Print every entry word for word, but omit the pictures.

Photo object pointing records:
━━━━━━━━━━

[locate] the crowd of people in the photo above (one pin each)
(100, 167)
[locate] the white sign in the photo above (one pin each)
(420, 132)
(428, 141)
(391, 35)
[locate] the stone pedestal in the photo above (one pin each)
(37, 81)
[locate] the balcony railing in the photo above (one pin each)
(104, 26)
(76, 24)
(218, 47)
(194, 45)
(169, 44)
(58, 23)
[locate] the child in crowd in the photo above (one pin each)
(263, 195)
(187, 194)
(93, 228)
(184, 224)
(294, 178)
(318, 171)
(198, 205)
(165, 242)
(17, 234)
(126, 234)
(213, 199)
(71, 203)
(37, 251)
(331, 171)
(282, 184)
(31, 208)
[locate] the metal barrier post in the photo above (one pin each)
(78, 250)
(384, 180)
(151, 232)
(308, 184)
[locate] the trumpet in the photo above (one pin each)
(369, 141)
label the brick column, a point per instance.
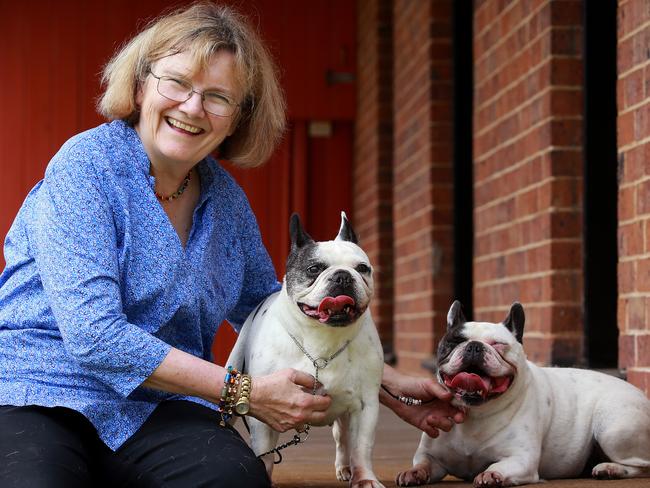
(528, 167)
(634, 191)
(372, 182)
(422, 177)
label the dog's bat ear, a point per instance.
(455, 316)
(515, 320)
(298, 235)
(346, 233)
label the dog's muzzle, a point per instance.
(336, 311)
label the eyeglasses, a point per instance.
(181, 91)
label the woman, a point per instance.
(124, 259)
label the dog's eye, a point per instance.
(363, 268)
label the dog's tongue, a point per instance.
(471, 382)
(328, 305)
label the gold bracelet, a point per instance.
(242, 406)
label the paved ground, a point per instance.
(312, 464)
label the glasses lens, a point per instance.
(174, 89)
(180, 91)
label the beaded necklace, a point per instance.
(177, 193)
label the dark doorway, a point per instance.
(601, 186)
(463, 65)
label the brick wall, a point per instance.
(527, 169)
(634, 191)
(422, 177)
(372, 182)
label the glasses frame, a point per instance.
(192, 92)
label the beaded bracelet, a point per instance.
(242, 405)
(227, 400)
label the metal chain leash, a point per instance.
(319, 363)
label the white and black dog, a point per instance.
(320, 323)
(528, 423)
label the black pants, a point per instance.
(180, 445)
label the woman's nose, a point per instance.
(193, 105)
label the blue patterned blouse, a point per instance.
(97, 286)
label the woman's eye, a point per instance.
(363, 268)
(182, 83)
(218, 98)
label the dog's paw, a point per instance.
(416, 476)
(488, 478)
(367, 484)
(343, 473)
(609, 471)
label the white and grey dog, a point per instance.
(320, 323)
(528, 423)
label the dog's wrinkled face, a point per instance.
(330, 282)
(478, 361)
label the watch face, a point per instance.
(242, 408)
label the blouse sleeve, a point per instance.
(259, 274)
(74, 243)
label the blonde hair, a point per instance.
(203, 29)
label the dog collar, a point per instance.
(319, 363)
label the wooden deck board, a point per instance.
(312, 464)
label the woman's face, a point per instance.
(177, 135)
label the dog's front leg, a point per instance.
(341, 437)
(361, 437)
(510, 471)
(263, 439)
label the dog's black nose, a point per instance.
(473, 351)
(341, 277)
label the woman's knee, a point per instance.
(38, 448)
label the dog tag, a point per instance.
(320, 363)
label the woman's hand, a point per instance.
(284, 400)
(431, 417)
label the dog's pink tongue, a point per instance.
(333, 304)
(471, 382)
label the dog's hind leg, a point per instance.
(342, 461)
(624, 437)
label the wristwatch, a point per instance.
(243, 404)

━━━━━━━━━━

[Finished exercise]
[locate] the crowd of people in the photo above (one pin each)
(100, 167)
[locate] the white sign in the photo above (one pin each)
(420, 132)
(428, 141)
(391, 35)
[locate] the stone pedestal in the photo above (one pin each)
(37, 81)
[locate] the balcony railing in the photo above (one pin each)
(104, 26)
(76, 24)
(218, 47)
(194, 45)
(169, 44)
(58, 23)
[locate] the child in crowd in the photo above (one pin each)
(263, 195)
(187, 194)
(93, 228)
(184, 224)
(294, 178)
(318, 171)
(198, 205)
(165, 242)
(17, 234)
(126, 234)
(213, 199)
(71, 203)
(37, 251)
(331, 171)
(282, 184)
(31, 208)
[locate] the metal barrier post in the photo above (one pin each)
(78, 250)
(384, 180)
(151, 232)
(308, 184)
[locate] the trumpet in the photo above (one pin each)
(369, 141)
label the brick column, a point per instance.
(528, 167)
(634, 191)
(372, 182)
(422, 177)
label the dog's bat ear, a point per instance.
(455, 316)
(515, 320)
(298, 235)
(346, 233)
label the dog's muzzle, a point per instance.
(336, 311)
label the eyeglasses, a point per instance.
(181, 91)
label the woman, a point per instance.
(124, 259)
label the dog's eye, a point per instance.
(363, 268)
label the dog's tongue, a point per instance.
(471, 382)
(328, 305)
label the gold bracelet, a point per instance.
(242, 406)
label the paved ground, a point per instance.
(312, 464)
label the glasses lens, a point per instance.
(174, 89)
(180, 91)
label the beaded necklace, a point per instance.
(177, 193)
label the dark doorway, a point per instance.
(601, 186)
(463, 65)
label the brick wall, a point per instance.
(527, 169)
(634, 191)
(422, 177)
(372, 182)
label the glasses frame, a point per instance.
(192, 92)
label the beaded bracelet, a point per instance.
(242, 405)
(227, 400)
label the metal chain leash, a point per instance.
(319, 363)
label the white and black dog, a point per instance.
(320, 323)
(528, 423)
label the black pants, a point per instance.
(180, 445)
label the woman's nose, a point per instance.
(193, 105)
label the blue patterned blouse, a point per instance.
(97, 286)
label the woman's eye, a point per instance.
(363, 268)
(182, 83)
(218, 98)
label the dog's paw, a point per instance.
(416, 476)
(488, 478)
(367, 484)
(343, 473)
(609, 471)
label the white and grey dog, a point per instance.
(320, 323)
(528, 423)
label the dog's wrinkled face, a point per instance.
(330, 282)
(478, 361)
label the watch face, a point per instance.
(242, 408)
label the blouse sleeve, a point per instance.
(259, 274)
(74, 243)
label the blonde hair, a point per instance.
(203, 29)
label the dog collar, a point per instance.
(319, 363)
label the wooden deck board, a point per instance.
(312, 464)
label the woman's face, a point per instance.
(177, 135)
label the dog's front leg, a point per instance.
(341, 437)
(361, 437)
(510, 471)
(263, 439)
label the dog's black nose, a point per instance.
(473, 351)
(341, 277)
label the woman's knee, a point per instance.
(38, 448)
label the dog tag, a point per instance.
(320, 363)
label the woman's hand, a point per instance.
(284, 400)
(431, 417)
label the dog's pink tongue, a point per instance.
(333, 304)
(471, 382)
label the dog's hind leg, a point per instance.
(342, 461)
(624, 437)
label the wristwatch, a point per instance.
(243, 404)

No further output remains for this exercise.